ЗАДАНИЯ.
**A)** Как называлась институтская газета, в которой вышли первые публикации, согласно воспоминаниям о Льве?
**B)** Перепишите фрагмент воспоминаний о Льве, начиная с «Дым табачный воздух» и заканчивая «Безобидность и безобидчивость.», и подставьте в нем «Добрая улыбка» вместо «Открытая улыбка».
**C)** Продолжите воспоминания о Льве, начав сразу после их последней фразы.

ИСХОДНЫЙ ОТРЫВОК.
=-=-=-=-=

Он школу заканчивает, мне еще год. Маршрут после уроков: через садик больницы Эрисмана, на Карповку, улица Литераторов, пара подворотен, профессора Попова, Кировский… Возможно, около Дзержинского сада расстаемся: ему на Лахту, мне чуть обратно, на Чапыгина.
Читает стихи – Маяковского, Пастернака, друзей из ЛИТО, свои.
Дым табачный воздух выел…
О, ангел залгавшийся…
Ястреб, ястреб, ты такая птичка…
Любое любимое стихотворение – его. Никакой ревности. Тысячу раз я слышал потом эту озвученную радость. “Мне поручили охранять сарай, а был сарай, как водится, сырой…”. Аллитерации в моде. Лев если не рычит, то гудит. И снова: “Ястреб, ястреб, ты такая птичка,/ по сравнению с бомбардировщиком,/ затмевающим собою небо…” Вот это: “…па-а сра-а-вне-е-нию с ба-а-амба-а-ардировщиком…”
Открытая улыбка. Безобидность и безобидчивость.
Через 40 лет – “Сад Дзержинского”:
В этой точке и началась прямая.
Все было ярко, выпукло, единственно и вокруг.
2.
Учимся в ЛЭТИ, то есть кружим по Петроградской. Первые публикации в институтской газете “Электрик”. “А в старину звалась ты Натали…”, – Лев безответно влюблен в Н. С друзьями из ЛИТО – самиздатский сборник “Шпалы”. Скромная идея своей подсобной роли: по этим шпалам придет кто-то воистину великий.
Шпалы мелькают по дороге домой, на Лахту. Там единственная мать единственного сына, Ева Львовна. “Полковник Айзенштат лежит в гробу…” – начало стихотворения об отце, которого не помнит, умер вскоре после войны, вероятно, в начале 50-х.

=-=-=-=-=

Записи из набора данных
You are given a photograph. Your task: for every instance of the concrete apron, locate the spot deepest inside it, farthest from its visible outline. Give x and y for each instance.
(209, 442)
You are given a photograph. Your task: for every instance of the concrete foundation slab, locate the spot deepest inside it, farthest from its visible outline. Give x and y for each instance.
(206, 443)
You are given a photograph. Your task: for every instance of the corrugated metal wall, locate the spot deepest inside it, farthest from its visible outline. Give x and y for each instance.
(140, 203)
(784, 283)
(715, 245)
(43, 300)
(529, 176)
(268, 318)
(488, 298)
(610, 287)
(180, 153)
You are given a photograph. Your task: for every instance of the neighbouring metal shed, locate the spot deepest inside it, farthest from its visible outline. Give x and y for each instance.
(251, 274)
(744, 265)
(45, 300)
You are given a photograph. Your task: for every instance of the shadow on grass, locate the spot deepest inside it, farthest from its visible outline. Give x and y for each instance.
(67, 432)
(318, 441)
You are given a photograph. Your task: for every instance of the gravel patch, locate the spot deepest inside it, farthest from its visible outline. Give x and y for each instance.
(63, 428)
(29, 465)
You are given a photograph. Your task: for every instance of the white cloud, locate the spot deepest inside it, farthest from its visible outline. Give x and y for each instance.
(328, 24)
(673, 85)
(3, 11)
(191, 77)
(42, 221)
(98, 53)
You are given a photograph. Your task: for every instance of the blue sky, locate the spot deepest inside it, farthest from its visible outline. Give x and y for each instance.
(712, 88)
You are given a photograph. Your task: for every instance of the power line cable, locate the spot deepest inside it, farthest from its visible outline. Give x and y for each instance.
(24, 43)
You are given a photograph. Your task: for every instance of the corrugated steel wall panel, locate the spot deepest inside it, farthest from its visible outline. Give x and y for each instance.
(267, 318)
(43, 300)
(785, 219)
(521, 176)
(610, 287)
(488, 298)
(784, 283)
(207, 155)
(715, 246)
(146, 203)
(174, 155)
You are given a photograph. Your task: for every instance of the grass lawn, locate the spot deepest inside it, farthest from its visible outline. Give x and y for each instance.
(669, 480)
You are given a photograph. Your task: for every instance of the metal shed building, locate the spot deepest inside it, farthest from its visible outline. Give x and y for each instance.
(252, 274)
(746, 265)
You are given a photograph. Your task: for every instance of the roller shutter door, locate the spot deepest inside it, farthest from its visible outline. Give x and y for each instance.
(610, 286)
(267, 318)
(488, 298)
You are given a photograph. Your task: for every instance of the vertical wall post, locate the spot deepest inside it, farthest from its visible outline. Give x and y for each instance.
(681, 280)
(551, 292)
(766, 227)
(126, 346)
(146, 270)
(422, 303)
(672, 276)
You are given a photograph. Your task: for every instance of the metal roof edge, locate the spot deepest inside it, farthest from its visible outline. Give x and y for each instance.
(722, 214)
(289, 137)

=-=-=-=-=

РЕШЁННЫЕ ЗАДАНИЯ.
**A)** Газета называлась «Электрик».

**B)**
Дым табачный воздух выел…
О, ангел залгавшийся…
Ястреб, ястреб, ты такая птичка…
Любое любимое стихотворение – его. Никакой ревности. Тысячу раз я слышал потом эту озвученную радость. “Мне поручили охранять сарай, а был сарай, как водится, сырой…”. Аллитерации в моде. Лев если не рычит, то гудит. И снова: “Ястреб, ястреб, ты такая птичка,/ по сравнению с бомбардировщиком,/ затмевающим собою небо…” Вот это: “…па-а сра-а-вне-е-нию с ба-а-амба-а-ардировщиком…”
Добрая улыбка. Безобидность и безобидчивость.

**C)**
Литературный псевдоним “Дановский” придет позже. Как и осознание того, что печатать все равно не будут. Страна, где произнося свою фамилию, можно покраснеть от стыда за тех, кому она не по нутру, а услышав – вздрогнуть, как будто вызывают не к доске, а к стенке.
Пивной бар “Пушкарь” на Пушкарской, Дзержинский сад, двор на Чапыгина, непрерывный “Беломор”. Прощаемся. Мягкая ладонь.
Через много лет стихи памяти Н.:
…А потом, за общим уже столом,
поминальным, я подумал о том,
что не в губы, а в лоб целовать пришлось…
3.
Последняя электричка, мать волнуется. То ли звонить, что остается у кого-то из друзей, то ли поспевать. Зависит от количества выпитого, от предмета ухаживания – обнадеживающего или безнадежного. Наконец, от того, есть ли койко-место. “Однажды проснуться на даче, веранде чужой,/ с трудом разобрав, что находишься в Новых Ижорах./ Вчерашний поступок, он как-нибудь связан с душой?/ Не знаю, не знаю, не думаю, слушаю шорох.”
Вот-вот появится Валерий Черешня, переехавший из Одессы в Ленинград, и ночевка в городе станет доступней, – друг первые (долгие) годы снимает комнаты (Васильевский, Смольный пр.), в тесноте но не в обиде.
Образуется “треугольник”. Удивительное свойство дружеского союза, отличающее его от всех прочих, – свобода каждого не умаляется, но умножается. В данном случае – на три. Равносторонний треугольник без единого угла.
Последняя электричка, Лев готовится к прыжку, возвращение.
Фонарей узнавая слепящий во тьме ореол,
Узнавая шеренгу деревьев, крутой поворот,
На котором сначала отбросит, а после швырнет,
Узнавая вокзальный, в рябинах обломанных сквер,
Наконец, узнавая воронежский этот размер –
Мать умрет в год рождения его сына, оттуда, из тех времен – еще не скоро, отсюда – мгновенно. В огороде, прилепившемся к деревянному домику на Лахте, жжем листья. Лев отходит в сторону, к кусту смородины, плачет навзрыд. Сколько было, этих возвращений. От станции по асфальтовой, хлипкой с выбоинами дороге к дому.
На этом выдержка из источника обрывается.